# [Extract provided]
'''
July 12, 2004
By Danica Kirka
Associated Press
BAGHDAD, Iraq — Marines clashed with guerrillas taking cover at a taxi stand in a stronghold of support for Saddam Hussein’s ousted regime, killing three people and wounding five, military and hospital officials said.
Insurgents clad in black attacked the Marines in the city of Ramadi on Saturday. The Marines returned fire blasting, the stand into a twisted pile of molten metal. Blood pooled on the asphalt. At least one child was hurt in the crossfire.
The deaths came the same day that four Marines died in a vehicle accident while conducting security operations in an area of western Iraq that has been a hotbed of anti-American resistance, the U.S. command said Sunday.
The Marines were killed in Anbar, a Sunni-dominated area west of the Iraqi capital that includes Ramadi as well as Fallujah and Qaim on the Syrian border. They were assigned to the 1st Marine Expeditionary Force.
North of the capital, insurgents blew up three liquor stores in Baqubah on Saturday, prompting concern Islamic militants may be trying to impose their strict interpretation of Islam there, witnesses said. The blasts killed a passing taxi driver, said Dr. Nassir Jawad from Baqubah General Hospital.
Also in Baqubah, insurgents detonated two roadside bombs Saturday as a U.S. patrols passed. Two soldiers and one civilian were wounded in the two incidents. All were evacuated to a combat hospital.
Iraq has been torn by a persistent insurgency since the fall of Saddam more than 14 months ago.
'''
# [Assignment 1]
Please return the passage of the Iraq news report from "Also in Baqubah, insurgents" to "14 months ago.", copied word for word.
# [Assignment 2]
Name every person the Iraq news report identifies by name.
# [Assignment 3]
Write the next part of the Iraq news report, picking up after its final sentence.

# [Entries provided]
'''
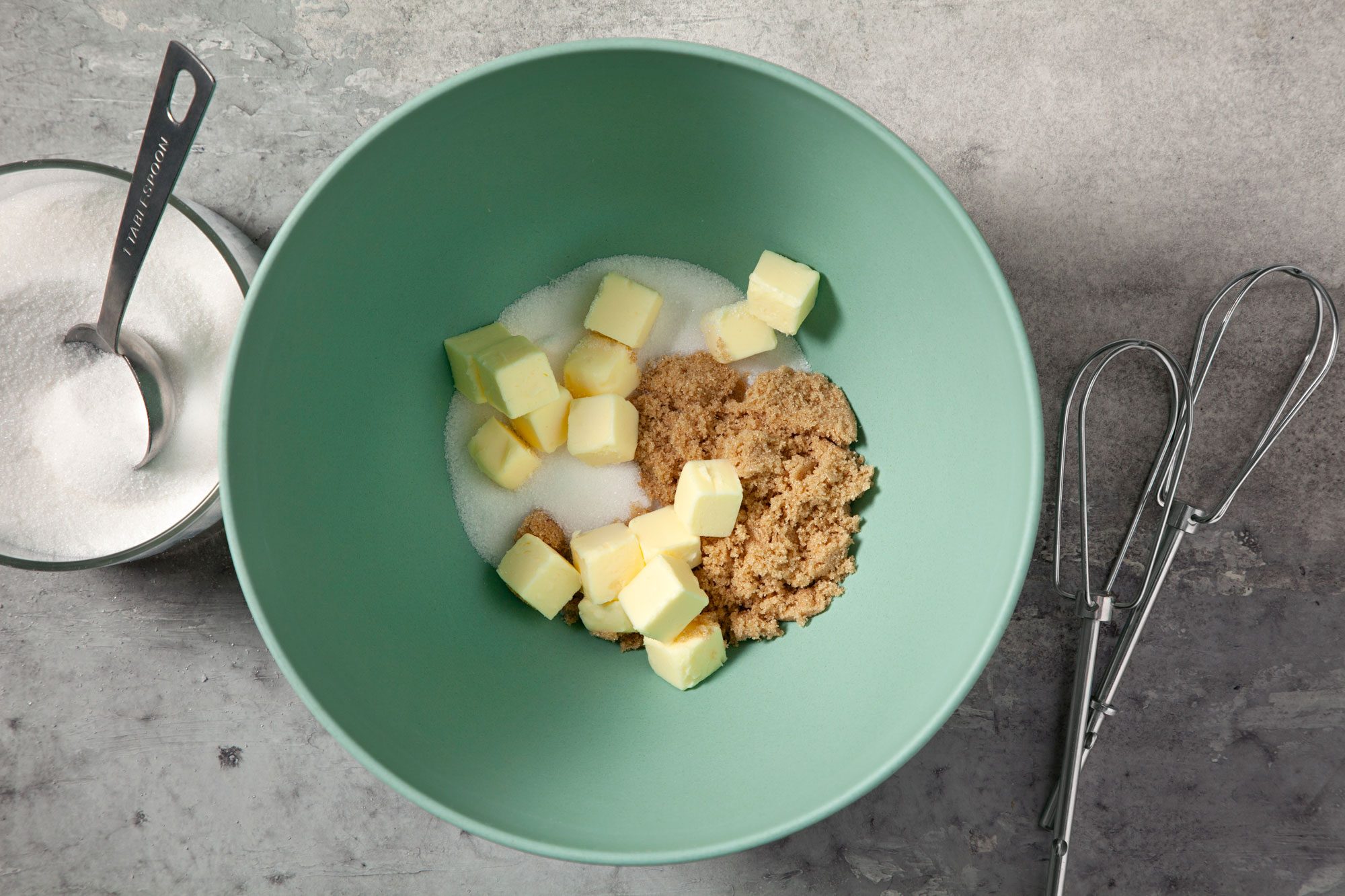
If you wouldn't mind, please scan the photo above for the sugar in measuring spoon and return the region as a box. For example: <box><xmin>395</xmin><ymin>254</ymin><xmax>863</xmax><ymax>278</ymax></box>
<box><xmin>66</xmin><ymin>40</ymin><xmax>215</xmax><ymax>470</ymax></box>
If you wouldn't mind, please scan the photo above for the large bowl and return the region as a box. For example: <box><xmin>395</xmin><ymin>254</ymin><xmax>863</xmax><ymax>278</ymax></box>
<box><xmin>0</xmin><ymin>159</ymin><xmax>261</xmax><ymax>572</ymax></box>
<box><xmin>222</xmin><ymin>40</ymin><xmax>1042</xmax><ymax>864</ymax></box>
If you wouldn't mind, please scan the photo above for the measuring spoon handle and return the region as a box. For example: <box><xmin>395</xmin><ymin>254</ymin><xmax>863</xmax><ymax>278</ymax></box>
<box><xmin>97</xmin><ymin>40</ymin><xmax>215</xmax><ymax>351</ymax></box>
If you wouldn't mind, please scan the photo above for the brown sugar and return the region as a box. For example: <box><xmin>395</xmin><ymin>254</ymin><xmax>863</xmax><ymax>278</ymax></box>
<box><xmin>518</xmin><ymin>351</ymin><xmax>873</xmax><ymax>651</ymax></box>
<box><xmin>631</xmin><ymin>352</ymin><xmax>873</xmax><ymax>643</ymax></box>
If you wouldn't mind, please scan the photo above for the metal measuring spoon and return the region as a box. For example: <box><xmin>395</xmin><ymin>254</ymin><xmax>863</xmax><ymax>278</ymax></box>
<box><xmin>66</xmin><ymin>40</ymin><xmax>215</xmax><ymax>470</ymax></box>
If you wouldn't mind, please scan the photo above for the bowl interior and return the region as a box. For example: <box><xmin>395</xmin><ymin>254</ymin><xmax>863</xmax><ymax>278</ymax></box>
<box><xmin>223</xmin><ymin>42</ymin><xmax>1041</xmax><ymax>862</ymax></box>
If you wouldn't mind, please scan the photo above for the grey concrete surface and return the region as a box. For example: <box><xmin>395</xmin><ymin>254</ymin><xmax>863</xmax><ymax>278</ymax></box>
<box><xmin>0</xmin><ymin>0</ymin><xmax>1345</xmax><ymax>896</ymax></box>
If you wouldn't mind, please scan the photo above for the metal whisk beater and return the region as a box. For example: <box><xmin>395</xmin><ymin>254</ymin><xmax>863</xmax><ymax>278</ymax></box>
<box><xmin>1040</xmin><ymin>265</ymin><xmax>1340</xmax><ymax>896</ymax></box>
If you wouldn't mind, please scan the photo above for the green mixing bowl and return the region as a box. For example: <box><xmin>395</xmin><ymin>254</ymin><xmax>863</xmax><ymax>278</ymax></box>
<box><xmin>222</xmin><ymin>40</ymin><xmax>1042</xmax><ymax>864</ymax></box>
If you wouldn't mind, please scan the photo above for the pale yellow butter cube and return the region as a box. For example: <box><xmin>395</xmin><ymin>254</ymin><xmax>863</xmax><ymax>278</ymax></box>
<box><xmin>627</xmin><ymin>507</ymin><xmax>701</xmax><ymax>569</ymax></box>
<box><xmin>701</xmin><ymin>301</ymin><xmax>776</xmax><ymax>364</ymax></box>
<box><xmin>561</xmin><ymin>332</ymin><xmax>640</xmax><ymax>398</ymax></box>
<box><xmin>475</xmin><ymin>336</ymin><xmax>561</xmax><ymax>418</ymax></box>
<box><xmin>644</xmin><ymin>614</ymin><xmax>728</xmax><ymax>690</ymax></box>
<box><xmin>467</xmin><ymin>417</ymin><xmax>542</xmax><ymax>491</ymax></box>
<box><xmin>510</xmin><ymin>386</ymin><xmax>570</xmax><ymax>454</ymax></box>
<box><xmin>748</xmin><ymin>249</ymin><xmax>820</xmax><ymax>336</ymax></box>
<box><xmin>584</xmin><ymin>270</ymin><xmax>663</xmax><ymax>348</ymax></box>
<box><xmin>570</xmin><ymin>524</ymin><xmax>644</xmax><ymax>604</ymax></box>
<box><xmin>444</xmin><ymin>323</ymin><xmax>510</xmax><ymax>403</ymax></box>
<box><xmin>619</xmin><ymin>555</ymin><xmax>710</xmax><ymax>641</ymax></box>
<box><xmin>580</xmin><ymin>598</ymin><xmax>635</xmax><ymax>635</ymax></box>
<box><xmin>566</xmin><ymin>395</ymin><xmax>640</xmax><ymax>467</ymax></box>
<box><xmin>672</xmin><ymin>460</ymin><xmax>742</xmax><ymax>538</ymax></box>
<box><xmin>496</xmin><ymin>536</ymin><xmax>580</xmax><ymax>619</ymax></box>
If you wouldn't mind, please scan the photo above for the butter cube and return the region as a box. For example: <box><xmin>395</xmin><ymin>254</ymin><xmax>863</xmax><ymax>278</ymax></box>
<box><xmin>672</xmin><ymin>460</ymin><xmax>742</xmax><ymax>538</ymax></box>
<box><xmin>580</xmin><ymin>598</ymin><xmax>635</xmax><ymax>635</ymax></box>
<box><xmin>510</xmin><ymin>386</ymin><xmax>570</xmax><ymax>454</ymax></box>
<box><xmin>748</xmin><ymin>250</ymin><xmax>820</xmax><ymax>336</ymax></box>
<box><xmin>701</xmin><ymin>301</ymin><xmax>776</xmax><ymax>364</ymax></box>
<box><xmin>619</xmin><ymin>555</ymin><xmax>710</xmax><ymax>641</ymax></box>
<box><xmin>566</xmin><ymin>395</ymin><xmax>640</xmax><ymax>467</ymax></box>
<box><xmin>475</xmin><ymin>336</ymin><xmax>561</xmax><ymax>419</ymax></box>
<box><xmin>627</xmin><ymin>507</ymin><xmax>701</xmax><ymax>569</ymax></box>
<box><xmin>444</xmin><ymin>323</ymin><xmax>510</xmax><ymax>405</ymax></box>
<box><xmin>496</xmin><ymin>536</ymin><xmax>580</xmax><ymax>619</ymax></box>
<box><xmin>467</xmin><ymin>417</ymin><xmax>542</xmax><ymax>491</ymax></box>
<box><xmin>644</xmin><ymin>614</ymin><xmax>728</xmax><ymax>690</ymax></box>
<box><xmin>570</xmin><ymin>524</ymin><xmax>644</xmax><ymax>604</ymax></box>
<box><xmin>584</xmin><ymin>270</ymin><xmax>663</xmax><ymax>348</ymax></box>
<box><xmin>562</xmin><ymin>332</ymin><xmax>640</xmax><ymax>398</ymax></box>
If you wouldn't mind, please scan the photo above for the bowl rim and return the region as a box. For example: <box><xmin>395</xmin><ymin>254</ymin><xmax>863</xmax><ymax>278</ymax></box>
<box><xmin>0</xmin><ymin>159</ymin><xmax>250</xmax><ymax>572</ymax></box>
<box><xmin>219</xmin><ymin>38</ymin><xmax>1044</xmax><ymax>865</ymax></box>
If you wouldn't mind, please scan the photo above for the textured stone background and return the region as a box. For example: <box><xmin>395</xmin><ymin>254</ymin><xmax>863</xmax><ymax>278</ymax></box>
<box><xmin>0</xmin><ymin>0</ymin><xmax>1345</xmax><ymax>896</ymax></box>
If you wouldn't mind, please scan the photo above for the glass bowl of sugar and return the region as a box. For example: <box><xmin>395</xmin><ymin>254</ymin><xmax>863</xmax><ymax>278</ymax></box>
<box><xmin>0</xmin><ymin>160</ymin><xmax>261</xmax><ymax>571</ymax></box>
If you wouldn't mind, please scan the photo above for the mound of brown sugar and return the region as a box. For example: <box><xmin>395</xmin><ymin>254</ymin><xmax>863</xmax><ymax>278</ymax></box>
<box><xmin>629</xmin><ymin>352</ymin><xmax>873</xmax><ymax>643</ymax></box>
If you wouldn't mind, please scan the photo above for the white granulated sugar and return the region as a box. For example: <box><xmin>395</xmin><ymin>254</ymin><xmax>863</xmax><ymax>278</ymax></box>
<box><xmin>444</xmin><ymin>255</ymin><xmax>808</xmax><ymax>565</ymax></box>
<box><xmin>0</xmin><ymin>181</ymin><xmax>242</xmax><ymax>560</ymax></box>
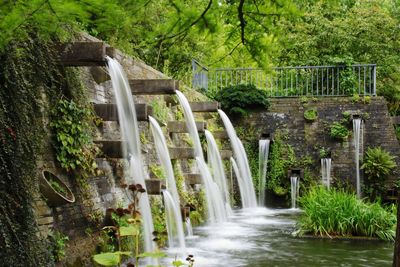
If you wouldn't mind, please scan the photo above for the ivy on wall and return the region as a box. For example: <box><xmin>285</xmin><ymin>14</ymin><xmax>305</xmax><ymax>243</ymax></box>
<box><xmin>0</xmin><ymin>35</ymin><xmax>62</xmax><ymax>266</ymax></box>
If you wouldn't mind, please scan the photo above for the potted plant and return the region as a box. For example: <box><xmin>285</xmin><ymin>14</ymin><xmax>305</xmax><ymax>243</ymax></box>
<box><xmin>39</xmin><ymin>170</ymin><xmax>75</xmax><ymax>206</ymax></box>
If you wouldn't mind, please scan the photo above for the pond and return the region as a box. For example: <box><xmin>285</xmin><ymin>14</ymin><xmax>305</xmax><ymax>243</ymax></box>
<box><xmin>172</xmin><ymin>208</ymin><xmax>393</xmax><ymax>267</ymax></box>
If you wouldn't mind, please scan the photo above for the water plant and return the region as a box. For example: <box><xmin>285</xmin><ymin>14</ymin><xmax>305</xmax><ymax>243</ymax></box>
<box><xmin>304</xmin><ymin>108</ymin><xmax>318</xmax><ymax>122</ymax></box>
<box><xmin>329</xmin><ymin>121</ymin><xmax>349</xmax><ymax>140</ymax></box>
<box><xmin>298</xmin><ymin>187</ymin><xmax>396</xmax><ymax>241</ymax></box>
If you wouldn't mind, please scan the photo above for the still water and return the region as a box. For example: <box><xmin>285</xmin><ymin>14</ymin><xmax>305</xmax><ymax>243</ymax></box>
<box><xmin>176</xmin><ymin>208</ymin><xmax>393</xmax><ymax>267</ymax></box>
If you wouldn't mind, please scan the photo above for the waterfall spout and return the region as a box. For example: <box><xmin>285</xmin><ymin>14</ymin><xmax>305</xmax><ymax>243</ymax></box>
<box><xmin>258</xmin><ymin>139</ymin><xmax>270</xmax><ymax>206</ymax></box>
<box><xmin>107</xmin><ymin>57</ymin><xmax>156</xmax><ymax>262</ymax></box>
<box><xmin>218</xmin><ymin>110</ymin><xmax>257</xmax><ymax>208</ymax></box>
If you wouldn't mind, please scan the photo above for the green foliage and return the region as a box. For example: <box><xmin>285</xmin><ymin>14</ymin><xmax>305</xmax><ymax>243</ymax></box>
<box><xmin>299</xmin><ymin>187</ymin><xmax>396</xmax><ymax>241</ymax></box>
<box><xmin>329</xmin><ymin>121</ymin><xmax>349</xmax><ymax>140</ymax></box>
<box><xmin>50</xmin><ymin>99</ymin><xmax>98</xmax><ymax>172</ymax></box>
<box><xmin>214</xmin><ymin>84</ymin><xmax>270</xmax><ymax>116</ymax></box>
<box><xmin>48</xmin><ymin>231</ymin><xmax>69</xmax><ymax>262</ymax></box>
<box><xmin>266</xmin><ymin>131</ymin><xmax>296</xmax><ymax>196</ymax></box>
<box><xmin>361</xmin><ymin>147</ymin><xmax>397</xmax><ymax>199</ymax></box>
<box><xmin>304</xmin><ymin>109</ymin><xmax>318</xmax><ymax>122</ymax></box>
<box><xmin>0</xmin><ymin>35</ymin><xmax>63</xmax><ymax>266</ymax></box>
'''
# [Exercise output 1]
Also in Baqubah, insurgents detonated two roadside bombs Saturday as a U.S. patrols passed. Two soldiers and one civilian were wounded in the two incidents. All were evacuated to a combat hospital.
Iraq has been torn by a persistent insurgency since the fall of Saddam more than 14 months ago.

# [Exercise output 2]
Danica Kirka, Saddam Hussein, Dr. Nassir Jawad

# [Exercise output 3]
Meanwhile, the fate of captured Filipino worker Angelo dela Cruz remained unclear. His captors had demanded the Philippines withdraw its 51-member force from Iraq or dela Cruz would be killed. They gave a Saturday deadline. Another 4,100 Filipinos work as key contractors on U.S. bases.
A spokesman for Philippine President Gloria Macapagal said Saturday the country’s small peacekeeping contingent would be withdrawn when its stint ends Aug. 20, though no decision had been made on whether to send replacements.
Later, officials in the Philippines said dela Cruz was about to be freed.
But a diplomat familiar with the talks in Baghdad remained cautious, and the Al-Jazeera television station, which broadcast the original tape showing dela Cruz surrounded by armed men, said it received a statement Saturday night from the group denying he had been freed and calling him a “prisoner of war.”
“We are still negotiating,” a diplomat familiar with the talks said Sunday. “We don’t to derail the process of negotiation.”
In the statement, the group called itself the Iraqi Islamic Army — Khaled bin Al-Waleed Corps, and gave the Philippines an extension until Sunday night, according to Al-Jazeera.
In a video aired earlier Saturday on Al-Jazeera, the hostage urged his countrymen not to come to the country.
“I advise you not to come to Iraq because there are a lot of problems, and the Iraqi police won’t be able to protect you, like what happened to me,” he said, according to the announcer.
Meanwhile, Bulgaria expressed hope that two Bulgarian truck drivers also kidnapped by militants here were still alive.
Jordanian militant Abu Musab al-Zarqawi’s Tawhid and Jihad group threatened to kill the men if the United States did not release all Iraqi detainees — an ultimatum that has expired.
Bulgarian Foreign Minister Solomon Pasi suggested Saturday that the men were still alive, though he warned the information was “unconfirmed.”
President Bush telephoned Bulgarian President Georgi Parvanov on Saturday to discuss the hostage situation.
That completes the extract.